STATED PROBLEM:
Convert every item below into a two-column CSV with the headers "item_text" and "answer", one row per item. Put each item's text and its answer in a single quoted field apiece, replacing any line breaks with spaces.

[Location identification entries]
········

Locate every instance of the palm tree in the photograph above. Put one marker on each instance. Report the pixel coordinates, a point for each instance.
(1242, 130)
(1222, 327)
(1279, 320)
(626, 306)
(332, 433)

········

COMPLETE OUTPUT:
item_text,answer
"Locate every instance of the palm tree in the photograph above. Put one marker on each instance. Report the pixel coordinates, a point for each instance.","(1242, 130) (1222, 327) (1279, 320) (626, 306) (332, 433)"